● **Required tasks**
**a)** In the biography of John Young Ghann, which school did he attend?
**b)** Please decide whether each statement agrees with the biography of John Young Ghann, answering yes or no and quoting the deciding words: (i) Isaac William Benneh succeeded him as Minister for Rural Industries. (ii) He began his career as a teacher. (iii) He represented the Adansi-Banka constituency from 1954 to 1965.

● **Extracted text**

[START]

Minister for Internal Trade
- In office April 1965 – February 1966
- President: Dr. Kwame Nkrumah
- Preceded by: New
- Succeeded by: Ministry abolished

Minister for Rural Industries
- In office 1 April 1965 – April 1965
- President: Dr. Kwame Nkrumah
- Preceded by: New
- Succeeded by: Isaac William Benneh

Member of Parliament for Adansi
- In office 1965–1966
- Preceded by: Constituency merged
- Succeeded by: Stephen Nuamah Mensah

Member of Parliament for Adansi-Banka
- In office 1954–1965
- Preceded by: N. B. Abubekr
- Succeeded by: Constituency name changed

Personal details
- Born: John Young Ghann 28 September 1922
- Citizenship: Ghanaian
- Party: Convention People's Party

= John Young Ghann =

Ghanaian politician

John Young Ghann (born 28 September 1922) was a Ghanaian politician. He served as the Minister for Rural Industries in 1965 and the Minister for Internal Trade from 1965 to 1966. He also served as the member of parliament for the Adansi-Banka constituency from 1954 to 1965 and the member of parliament for the Adansi constituency from 1965 to 1966.

==Early life and career==
Ghann was born on 28 September 1922. He was educated at the St. Peter's Catholic School in Kumasi.

==Career and politics==
Ghann begun his career as a typist. He was the Treasury Clerk to the Edubiasi Native Authority. Following his resignation, he studied and qualified as a druggist.

[END]

● **Recorded information**
[START]

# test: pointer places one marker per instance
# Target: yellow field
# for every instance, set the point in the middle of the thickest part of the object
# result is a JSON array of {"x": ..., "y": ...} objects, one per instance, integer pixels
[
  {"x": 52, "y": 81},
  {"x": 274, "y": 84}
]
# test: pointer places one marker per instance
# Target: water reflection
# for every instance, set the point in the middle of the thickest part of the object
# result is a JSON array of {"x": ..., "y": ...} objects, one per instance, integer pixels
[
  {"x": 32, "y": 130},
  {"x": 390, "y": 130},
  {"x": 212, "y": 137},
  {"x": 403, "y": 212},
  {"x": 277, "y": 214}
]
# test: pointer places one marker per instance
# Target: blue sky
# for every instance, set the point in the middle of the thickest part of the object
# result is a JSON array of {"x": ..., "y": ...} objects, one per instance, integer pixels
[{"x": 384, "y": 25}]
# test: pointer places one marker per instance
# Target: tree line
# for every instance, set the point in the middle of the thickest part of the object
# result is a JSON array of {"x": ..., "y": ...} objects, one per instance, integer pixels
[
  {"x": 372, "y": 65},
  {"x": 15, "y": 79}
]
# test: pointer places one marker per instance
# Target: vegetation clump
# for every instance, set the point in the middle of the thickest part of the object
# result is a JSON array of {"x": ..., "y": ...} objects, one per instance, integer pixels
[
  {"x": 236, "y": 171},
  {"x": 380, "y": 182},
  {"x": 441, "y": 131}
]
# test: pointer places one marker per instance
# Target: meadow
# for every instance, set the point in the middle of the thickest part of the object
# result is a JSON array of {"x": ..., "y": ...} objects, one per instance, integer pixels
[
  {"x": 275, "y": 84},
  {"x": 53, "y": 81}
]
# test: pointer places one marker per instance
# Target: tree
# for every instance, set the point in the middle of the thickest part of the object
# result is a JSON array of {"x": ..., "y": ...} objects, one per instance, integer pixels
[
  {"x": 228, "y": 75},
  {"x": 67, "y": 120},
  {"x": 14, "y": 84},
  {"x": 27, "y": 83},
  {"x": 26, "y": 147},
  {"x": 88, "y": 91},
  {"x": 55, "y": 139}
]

[END]

● **Final answers**
**a)** St. Peter's Catholic School in Kumasi.

**b)**
(i) Yes: "Succeeded by: Isaac William Benneh"
(ii) No: "Ghann begun his career as a typist."
(iii) Yes: "the member of parliament for the Adansi-Banka constituency from 1954 to 1965"